• _AIM OF THE TASK_
Put the data below into a two-column CSV with the header row text,coordinates, giving each line of text its own row beside the coordinates listed under it. Enclose every field in double quotes, and join values that span several lines with spaces.

· · · · ·

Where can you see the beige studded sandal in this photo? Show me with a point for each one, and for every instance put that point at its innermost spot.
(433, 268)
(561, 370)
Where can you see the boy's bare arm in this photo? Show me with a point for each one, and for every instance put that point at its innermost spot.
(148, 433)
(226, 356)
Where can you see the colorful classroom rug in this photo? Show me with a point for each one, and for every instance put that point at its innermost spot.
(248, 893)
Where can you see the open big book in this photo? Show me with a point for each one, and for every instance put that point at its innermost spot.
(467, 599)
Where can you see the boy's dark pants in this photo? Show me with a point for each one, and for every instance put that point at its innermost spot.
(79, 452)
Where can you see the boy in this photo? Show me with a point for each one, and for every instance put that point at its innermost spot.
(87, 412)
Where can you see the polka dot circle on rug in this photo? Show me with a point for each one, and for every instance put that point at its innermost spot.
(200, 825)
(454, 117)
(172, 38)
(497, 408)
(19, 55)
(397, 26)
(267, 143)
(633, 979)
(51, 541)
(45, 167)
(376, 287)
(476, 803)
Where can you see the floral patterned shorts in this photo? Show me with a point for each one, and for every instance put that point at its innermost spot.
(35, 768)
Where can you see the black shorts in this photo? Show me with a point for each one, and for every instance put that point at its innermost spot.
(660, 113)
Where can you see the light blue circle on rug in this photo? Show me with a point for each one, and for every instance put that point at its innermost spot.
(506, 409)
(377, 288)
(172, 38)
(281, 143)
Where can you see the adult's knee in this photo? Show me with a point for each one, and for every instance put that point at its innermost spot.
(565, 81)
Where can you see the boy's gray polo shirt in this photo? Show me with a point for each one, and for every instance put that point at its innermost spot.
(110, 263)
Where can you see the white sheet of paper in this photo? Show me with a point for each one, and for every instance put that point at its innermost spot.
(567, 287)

· · · · ·

• _PROBLEM SOLUTION_
text,coordinates
"Where can you see the beige studded sandal in this photo? Show me with a point for each one, and for every instance put that point at its innermost spot.","(433, 268) (561, 370)"
"Where can you see the boy's bare arm in this photo? Show me with a point for each one, and for every instance put that point at its innermost spot.","(148, 433) (226, 356)"
"Where can you see the colorful classroom rug in this photo? Show me with a point for each one, and for every instance put that point at its innermost spot.","(248, 893)"
"Where can you see the open big book in this photo? Show me with a point for each one, and for every instance put that point at its innermost spot.","(467, 599)"
"Where can you see the boy's dark pants in this photo? Show me with a point for each one, and for every instance put that point at its innermost spot.","(79, 452)"
"Where can you see the boy in this photo? Show me with a point for each one, and for every instance put that point at its innermost spot.","(87, 412)"
"Where can you see the polka dot circle on rug in this photo? Show me with a point for each one, and for every instance put that point at its innermost spot.","(200, 825) (454, 117) (172, 38) (497, 408) (19, 55) (397, 26) (267, 143) (633, 979) (51, 541) (45, 167) (376, 287) (476, 803)"
"Where can you see the floral patterned shorts in this photo? Show me with a point for each one, and for every instance put that point at its innermost spot.","(35, 768)"
"Where can you see the black shorts in this photo? Show me with a point for each one, and for every instance put that point at its innermost spot.","(660, 113)"
"Where can you see the light blue circle on rug in this photo? Show me with a point for each one, and for every instance put that point at its innermost spot.","(506, 409) (377, 288) (172, 38) (281, 143)"
"Where can you see the adult's knee in this photo? Show me with a point for each one, and for every instance put that point at its innermost spot.","(565, 81)"
"Where can you see the boy's gray polo shirt in this photo? Show me with a point for each one, and for every instance put that point at its innermost spot.","(110, 263)"
"Where can you see the white sheet of paper in this photo? Show me with a point for each one, and for every instance put that point at its innermost spot.","(567, 287)"